TASK REQUIREMENTS
The records follow. Copy each one exactly.

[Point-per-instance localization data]

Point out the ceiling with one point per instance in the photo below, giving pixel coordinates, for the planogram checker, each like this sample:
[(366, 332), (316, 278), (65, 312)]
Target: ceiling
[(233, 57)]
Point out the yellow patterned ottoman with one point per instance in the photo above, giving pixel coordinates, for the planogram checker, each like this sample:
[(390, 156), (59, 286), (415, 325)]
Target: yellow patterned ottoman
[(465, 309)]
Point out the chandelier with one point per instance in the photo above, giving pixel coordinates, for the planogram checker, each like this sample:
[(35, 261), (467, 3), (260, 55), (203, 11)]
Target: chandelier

EXERCISE ANSWER
Point out the ceiling with one point per instance in the photo below, giving pixel coordinates, for the planogram checker, each like this sample:
[(366, 332), (316, 278), (65, 312)]
Target: ceiling
[(233, 57)]
Point out the yellow patterned ottoman with one point per instance in the photo above, giving pixel coordinates, for the planogram checker, each like this sample:
[(390, 156), (59, 286), (415, 325)]
Target: yellow patterned ottoman
[(465, 309)]
Point out the chandelier with one point per instance in the photo above, giving pixel coordinates, for the planogram checker, each like this sample:
[(35, 261), (467, 3), (260, 55), (203, 11)]
Target: chandelier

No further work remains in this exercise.